What is required =
Please give back, word for word, only the lines starting at the one containing "Target: ceiling cove lighting" and ending at the one containing "Where can you find the woman in black dress" within the material below.

Data section =
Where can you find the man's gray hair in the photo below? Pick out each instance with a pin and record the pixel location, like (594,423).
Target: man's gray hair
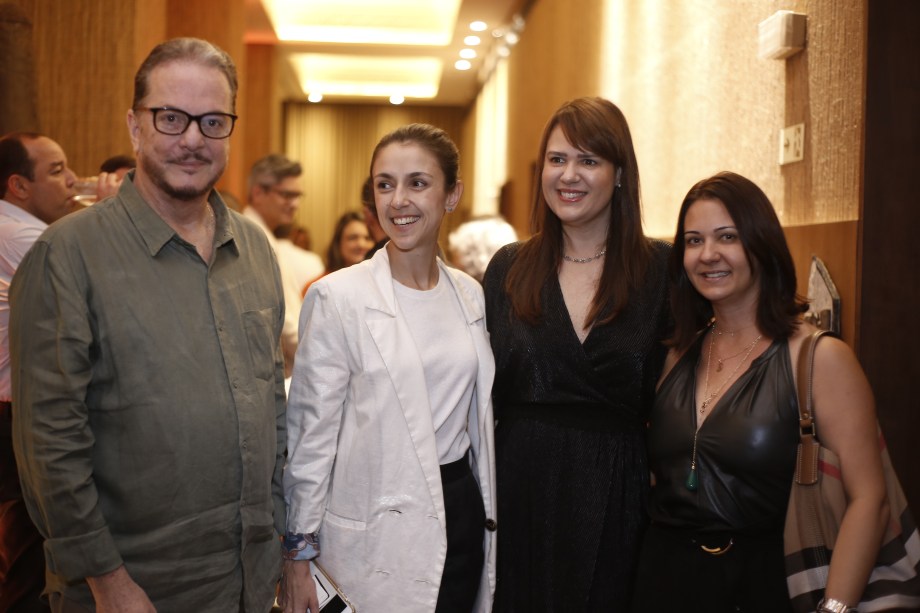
(185,49)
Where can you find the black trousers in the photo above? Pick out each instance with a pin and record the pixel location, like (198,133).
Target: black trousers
(675,574)
(466,519)
(22,560)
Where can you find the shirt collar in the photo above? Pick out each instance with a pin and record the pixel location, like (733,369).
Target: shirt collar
(155,231)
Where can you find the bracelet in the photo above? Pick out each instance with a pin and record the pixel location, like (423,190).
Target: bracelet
(296,546)
(832,605)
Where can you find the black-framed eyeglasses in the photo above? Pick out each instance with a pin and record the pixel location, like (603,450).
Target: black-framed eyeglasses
(174,122)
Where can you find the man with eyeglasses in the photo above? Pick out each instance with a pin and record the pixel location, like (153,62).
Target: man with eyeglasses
(274,196)
(148,378)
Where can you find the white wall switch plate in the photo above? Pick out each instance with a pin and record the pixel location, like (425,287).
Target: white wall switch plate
(791,144)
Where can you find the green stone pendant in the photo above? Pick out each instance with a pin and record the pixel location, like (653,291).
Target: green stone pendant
(692,481)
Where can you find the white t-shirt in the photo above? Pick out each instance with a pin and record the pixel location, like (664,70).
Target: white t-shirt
(443,341)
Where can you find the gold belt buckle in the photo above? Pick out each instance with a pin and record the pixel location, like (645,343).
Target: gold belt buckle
(717,551)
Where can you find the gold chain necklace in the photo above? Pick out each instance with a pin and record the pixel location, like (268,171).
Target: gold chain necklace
(710,397)
(596,256)
(692,481)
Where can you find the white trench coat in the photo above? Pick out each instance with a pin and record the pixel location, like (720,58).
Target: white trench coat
(363,466)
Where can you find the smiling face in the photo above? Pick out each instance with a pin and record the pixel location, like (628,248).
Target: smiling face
(411,196)
(183,167)
(714,257)
(578,185)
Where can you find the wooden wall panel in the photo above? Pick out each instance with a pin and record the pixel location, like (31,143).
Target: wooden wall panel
(85,62)
(699,99)
(835,244)
(889,286)
(262,108)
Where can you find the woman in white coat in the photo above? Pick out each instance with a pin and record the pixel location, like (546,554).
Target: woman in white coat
(390,475)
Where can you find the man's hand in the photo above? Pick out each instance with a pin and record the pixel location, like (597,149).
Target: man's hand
(117,592)
(298,592)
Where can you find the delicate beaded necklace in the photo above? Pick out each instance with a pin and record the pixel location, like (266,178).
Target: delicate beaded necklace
(692,478)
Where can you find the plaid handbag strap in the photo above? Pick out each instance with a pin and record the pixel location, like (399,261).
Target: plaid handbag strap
(806,469)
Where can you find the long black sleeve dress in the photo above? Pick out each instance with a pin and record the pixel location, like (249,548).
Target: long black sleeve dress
(572,473)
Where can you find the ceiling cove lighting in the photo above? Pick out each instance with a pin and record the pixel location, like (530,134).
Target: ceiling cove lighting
(367,22)
(361,75)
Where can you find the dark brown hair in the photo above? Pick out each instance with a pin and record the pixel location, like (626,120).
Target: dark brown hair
(185,49)
(765,247)
(435,140)
(598,126)
(334,259)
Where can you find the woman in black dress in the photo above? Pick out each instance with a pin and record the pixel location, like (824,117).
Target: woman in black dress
(576,316)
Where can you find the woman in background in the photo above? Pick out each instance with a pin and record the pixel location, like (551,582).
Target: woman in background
(350,241)
(576,317)
(725,424)
(391,461)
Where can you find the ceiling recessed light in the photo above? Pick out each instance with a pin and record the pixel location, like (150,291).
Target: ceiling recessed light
(372,22)
(362,75)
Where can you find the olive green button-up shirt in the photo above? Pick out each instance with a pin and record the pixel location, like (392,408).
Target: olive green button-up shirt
(148,394)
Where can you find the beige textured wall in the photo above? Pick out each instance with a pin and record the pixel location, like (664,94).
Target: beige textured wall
(699,100)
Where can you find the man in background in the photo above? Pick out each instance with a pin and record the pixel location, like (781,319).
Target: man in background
(274,195)
(148,387)
(36,188)
(305,265)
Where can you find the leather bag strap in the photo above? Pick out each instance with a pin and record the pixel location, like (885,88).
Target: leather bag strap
(806,470)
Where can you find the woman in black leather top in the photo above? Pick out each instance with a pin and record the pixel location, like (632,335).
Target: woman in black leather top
(577,316)
(724,426)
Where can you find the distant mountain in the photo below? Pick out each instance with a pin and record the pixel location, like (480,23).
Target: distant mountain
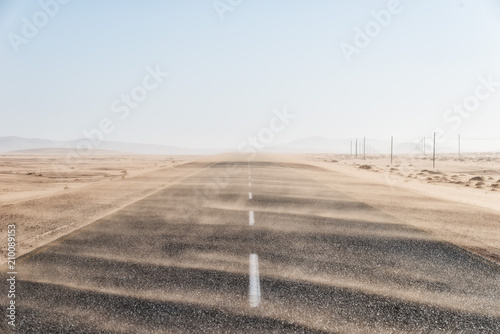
(43,146)
(344,146)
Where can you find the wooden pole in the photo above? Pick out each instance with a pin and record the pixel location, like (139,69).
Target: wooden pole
(392,145)
(356,148)
(364,148)
(434,152)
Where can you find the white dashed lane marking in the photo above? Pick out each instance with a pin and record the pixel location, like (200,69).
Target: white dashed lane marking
(254,289)
(251,219)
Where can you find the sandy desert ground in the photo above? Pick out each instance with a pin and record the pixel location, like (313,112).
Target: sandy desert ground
(458,201)
(47,198)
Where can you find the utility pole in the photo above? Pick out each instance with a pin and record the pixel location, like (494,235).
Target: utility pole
(364,148)
(392,145)
(356,148)
(434,152)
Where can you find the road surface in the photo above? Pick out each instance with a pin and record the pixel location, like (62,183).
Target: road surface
(257,247)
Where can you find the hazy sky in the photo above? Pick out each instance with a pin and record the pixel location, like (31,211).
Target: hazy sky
(227,75)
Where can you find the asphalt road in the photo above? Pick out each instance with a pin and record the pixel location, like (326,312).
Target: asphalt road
(255,247)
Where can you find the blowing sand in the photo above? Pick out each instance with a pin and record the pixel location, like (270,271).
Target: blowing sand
(458,201)
(46,198)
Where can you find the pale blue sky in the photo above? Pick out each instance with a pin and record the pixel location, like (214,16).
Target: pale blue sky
(226,76)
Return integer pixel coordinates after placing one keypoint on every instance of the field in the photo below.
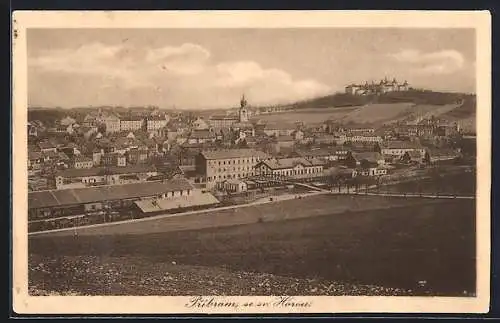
(309, 116)
(283, 210)
(372, 114)
(423, 249)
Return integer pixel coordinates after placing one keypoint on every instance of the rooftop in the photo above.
(101, 171)
(233, 153)
(284, 163)
(73, 196)
(196, 199)
(370, 156)
(401, 145)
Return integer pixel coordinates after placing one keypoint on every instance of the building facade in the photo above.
(131, 124)
(220, 165)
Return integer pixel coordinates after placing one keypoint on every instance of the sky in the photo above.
(212, 68)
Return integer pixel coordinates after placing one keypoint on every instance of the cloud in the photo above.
(440, 62)
(186, 76)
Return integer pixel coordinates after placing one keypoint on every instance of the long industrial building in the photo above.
(80, 201)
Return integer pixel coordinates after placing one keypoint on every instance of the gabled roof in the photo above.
(234, 153)
(285, 163)
(34, 155)
(64, 197)
(401, 145)
(100, 171)
(46, 145)
(369, 156)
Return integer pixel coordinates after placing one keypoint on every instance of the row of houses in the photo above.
(143, 199)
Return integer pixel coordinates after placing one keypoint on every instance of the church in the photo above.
(239, 121)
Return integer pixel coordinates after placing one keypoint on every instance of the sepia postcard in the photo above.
(251, 162)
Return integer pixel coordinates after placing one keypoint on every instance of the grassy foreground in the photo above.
(418, 249)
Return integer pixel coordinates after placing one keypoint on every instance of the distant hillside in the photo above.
(412, 96)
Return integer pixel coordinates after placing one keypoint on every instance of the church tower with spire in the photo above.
(243, 113)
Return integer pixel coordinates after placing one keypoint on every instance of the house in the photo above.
(131, 124)
(108, 159)
(441, 155)
(221, 164)
(110, 175)
(279, 129)
(325, 139)
(137, 155)
(319, 153)
(46, 146)
(234, 186)
(220, 121)
(285, 141)
(364, 138)
(200, 137)
(155, 123)
(112, 123)
(35, 160)
(200, 124)
(66, 121)
(355, 159)
(359, 130)
(82, 162)
(399, 148)
(295, 167)
(78, 201)
(369, 171)
(298, 135)
(411, 157)
(87, 131)
(121, 160)
(96, 156)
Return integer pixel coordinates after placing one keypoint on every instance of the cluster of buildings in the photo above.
(158, 163)
(113, 123)
(376, 88)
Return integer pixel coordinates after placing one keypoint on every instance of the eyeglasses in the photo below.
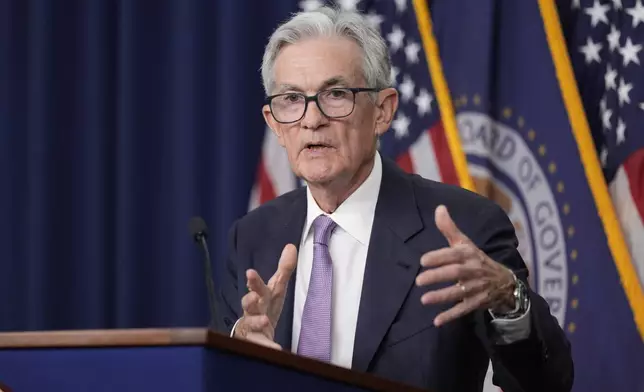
(333, 103)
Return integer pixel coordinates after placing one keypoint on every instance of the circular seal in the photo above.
(505, 169)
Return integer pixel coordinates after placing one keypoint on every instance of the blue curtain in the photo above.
(120, 120)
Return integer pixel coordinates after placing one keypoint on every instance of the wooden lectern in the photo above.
(164, 360)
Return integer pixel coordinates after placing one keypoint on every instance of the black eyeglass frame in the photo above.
(314, 98)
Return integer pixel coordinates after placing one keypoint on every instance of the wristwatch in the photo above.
(521, 301)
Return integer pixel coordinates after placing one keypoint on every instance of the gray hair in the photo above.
(332, 22)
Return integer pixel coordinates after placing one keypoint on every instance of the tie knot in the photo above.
(322, 228)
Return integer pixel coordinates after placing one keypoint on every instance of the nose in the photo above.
(313, 118)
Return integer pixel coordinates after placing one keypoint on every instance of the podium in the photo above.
(164, 360)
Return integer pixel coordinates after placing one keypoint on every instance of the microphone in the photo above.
(199, 232)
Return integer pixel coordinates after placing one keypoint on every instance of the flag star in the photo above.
(396, 38)
(401, 126)
(591, 51)
(424, 102)
(610, 77)
(637, 13)
(621, 131)
(411, 52)
(606, 113)
(613, 38)
(375, 20)
(349, 5)
(407, 88)
(603, 156)
(598, 13)
(629, 52)
(623, 91)
(401, 5)
(394, 75)
(310, 5)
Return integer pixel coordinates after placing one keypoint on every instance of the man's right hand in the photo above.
(264, 302)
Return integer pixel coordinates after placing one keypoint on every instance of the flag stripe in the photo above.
(630, 217)
(443, 155)
(592, 168)
(423, 157)
(266, 190)
(404, 161)
(634, 168)
(431, 52)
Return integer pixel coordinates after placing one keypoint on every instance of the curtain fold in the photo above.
(119, 121)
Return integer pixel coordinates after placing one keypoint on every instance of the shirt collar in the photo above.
(355, 215)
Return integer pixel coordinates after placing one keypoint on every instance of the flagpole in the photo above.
(443, 97)
(592, 168)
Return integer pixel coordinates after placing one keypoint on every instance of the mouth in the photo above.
(316, 146)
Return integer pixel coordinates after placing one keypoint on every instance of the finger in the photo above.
(256, 283)
(251, 304)
(447, 273)
(457, 254)
(461, 309)
(253, 323)
(447, 226)
(453, 293)
(285, 268)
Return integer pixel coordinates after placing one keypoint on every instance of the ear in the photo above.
(386, 109)
(272, 124)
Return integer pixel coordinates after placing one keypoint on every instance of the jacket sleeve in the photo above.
(227, 298)
(543, 360)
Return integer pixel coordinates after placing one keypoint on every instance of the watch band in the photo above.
(521, 301)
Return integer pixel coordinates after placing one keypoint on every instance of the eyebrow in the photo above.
(333, 81)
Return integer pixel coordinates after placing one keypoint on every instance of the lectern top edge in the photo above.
(103, 338)
(192, 337)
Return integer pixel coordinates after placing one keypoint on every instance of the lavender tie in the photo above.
(315, 335)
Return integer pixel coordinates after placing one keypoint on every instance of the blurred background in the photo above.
(120, 120)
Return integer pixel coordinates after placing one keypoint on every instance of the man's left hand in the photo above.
(480, 282)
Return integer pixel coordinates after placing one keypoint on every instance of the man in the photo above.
(407, 278)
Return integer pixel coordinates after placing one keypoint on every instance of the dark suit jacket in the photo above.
(395, 335)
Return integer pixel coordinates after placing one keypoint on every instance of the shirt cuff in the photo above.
(232, 331)
(510, 331)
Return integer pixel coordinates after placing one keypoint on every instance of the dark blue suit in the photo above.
(395, 335)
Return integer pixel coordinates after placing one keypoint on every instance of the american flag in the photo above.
(416, 139)
(605, 41)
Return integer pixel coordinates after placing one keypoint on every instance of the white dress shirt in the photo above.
(348, 247)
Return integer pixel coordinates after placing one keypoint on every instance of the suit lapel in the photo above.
(392, 265)
(287, 231)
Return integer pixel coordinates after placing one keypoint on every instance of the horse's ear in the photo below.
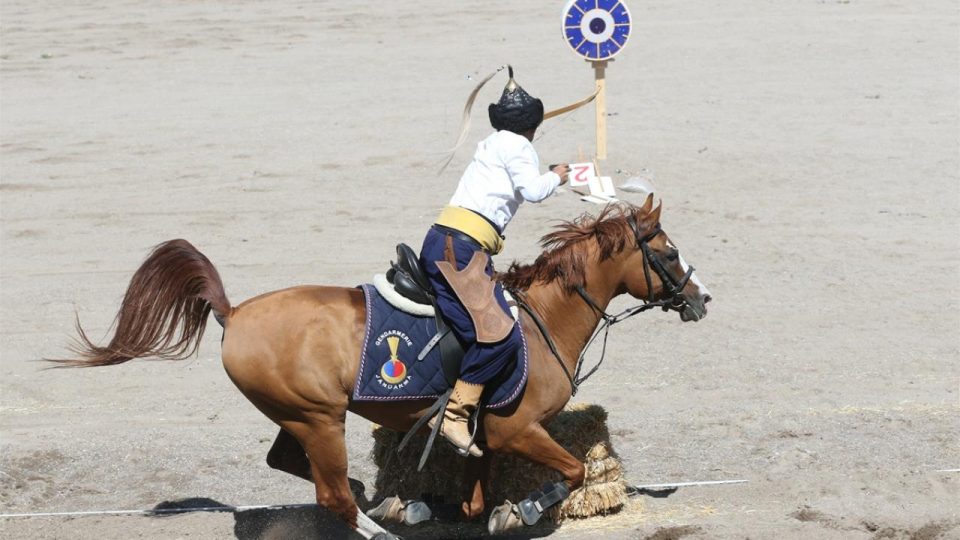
(655, 214)
(647, 204)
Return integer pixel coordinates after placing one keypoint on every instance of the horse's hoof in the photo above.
(504, 518)
(394, 509)
(391, 509)
(416, 512)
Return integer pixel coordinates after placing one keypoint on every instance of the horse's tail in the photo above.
(164, 311)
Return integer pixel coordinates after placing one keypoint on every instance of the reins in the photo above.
(674, 300)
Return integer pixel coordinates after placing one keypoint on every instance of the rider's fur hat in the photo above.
(517, 111)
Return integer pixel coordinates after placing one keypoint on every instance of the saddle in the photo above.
(410, 281)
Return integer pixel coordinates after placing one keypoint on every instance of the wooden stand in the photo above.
(600, 77)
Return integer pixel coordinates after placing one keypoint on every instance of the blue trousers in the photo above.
(483, 361)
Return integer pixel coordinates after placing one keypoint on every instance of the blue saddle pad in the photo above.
(389, 369)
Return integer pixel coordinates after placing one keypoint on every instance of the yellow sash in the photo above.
(472, 225)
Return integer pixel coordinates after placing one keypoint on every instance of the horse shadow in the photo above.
(313, 522)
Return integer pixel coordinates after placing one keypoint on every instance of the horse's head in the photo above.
(654, 270)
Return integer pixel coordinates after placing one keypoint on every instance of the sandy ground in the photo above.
(806, 153)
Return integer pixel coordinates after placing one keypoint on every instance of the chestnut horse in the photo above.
(294, 353)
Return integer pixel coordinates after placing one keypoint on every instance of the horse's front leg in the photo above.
(536, 445)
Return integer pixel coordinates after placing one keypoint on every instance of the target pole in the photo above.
(600, 78)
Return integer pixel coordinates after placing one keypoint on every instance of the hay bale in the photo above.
(580, 428)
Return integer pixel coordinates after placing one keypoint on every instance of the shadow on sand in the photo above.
(313, 522)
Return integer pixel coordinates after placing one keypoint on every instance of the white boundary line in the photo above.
(164, 510)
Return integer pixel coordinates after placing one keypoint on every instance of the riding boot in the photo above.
(456, 426)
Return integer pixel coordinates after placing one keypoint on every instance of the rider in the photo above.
(504, 173)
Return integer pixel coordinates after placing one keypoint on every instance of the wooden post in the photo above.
(600, 76)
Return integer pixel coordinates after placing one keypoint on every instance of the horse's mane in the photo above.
(564, 257)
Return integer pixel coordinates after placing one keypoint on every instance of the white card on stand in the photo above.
(581, 173)
(607, 184)
(602, 187)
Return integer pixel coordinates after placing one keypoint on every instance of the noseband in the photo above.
(673, 299)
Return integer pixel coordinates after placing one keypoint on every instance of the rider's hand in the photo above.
(563, 170)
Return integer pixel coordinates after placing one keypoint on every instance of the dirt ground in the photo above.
(806, 153)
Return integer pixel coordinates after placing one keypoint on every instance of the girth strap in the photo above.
(435, 410)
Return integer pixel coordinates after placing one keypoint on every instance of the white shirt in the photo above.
(505, 171)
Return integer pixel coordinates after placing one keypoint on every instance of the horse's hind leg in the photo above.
(322, 438)
(536, 445)
(288, 456)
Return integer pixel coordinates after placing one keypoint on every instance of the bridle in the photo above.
(674, 300)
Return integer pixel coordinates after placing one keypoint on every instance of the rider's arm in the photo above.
(523, 166)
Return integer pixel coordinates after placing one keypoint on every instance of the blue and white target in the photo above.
(596, 29)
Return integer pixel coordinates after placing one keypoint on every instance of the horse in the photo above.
(294, 352)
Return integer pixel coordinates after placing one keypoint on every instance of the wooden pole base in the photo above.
(600, 78)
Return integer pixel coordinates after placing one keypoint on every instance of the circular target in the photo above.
(596, 29)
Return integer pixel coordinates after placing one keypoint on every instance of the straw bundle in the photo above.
(580, 428)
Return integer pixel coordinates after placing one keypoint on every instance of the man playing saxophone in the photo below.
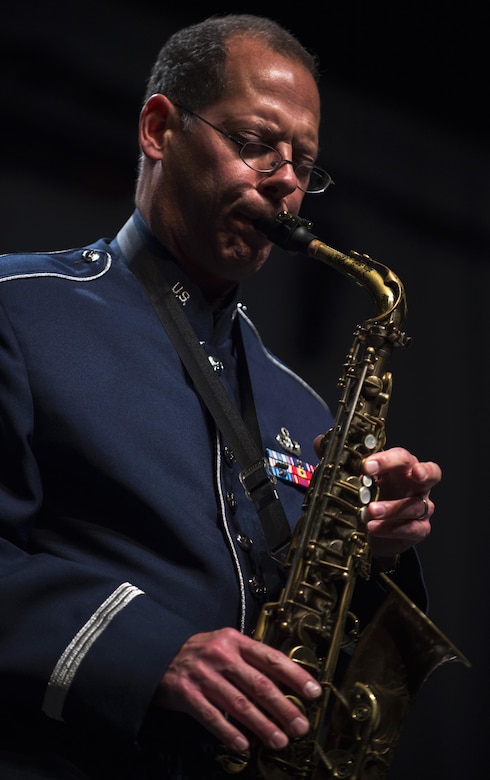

Solution for this problem =
Target: ceiling cove lighting
(367,22)
(361,75)
Where can you find the dark brown hair in the photo above? Pick out each instance with a pin and record the pixel location, like (626,120).
Target: dark brown hair
(185,49)
(765,247)
(435,140)
(598,126)
(334,259)
Where can you find the woman in black dress in the photo above? Pick out each instance with a pin and record the pixel location, like (824,117).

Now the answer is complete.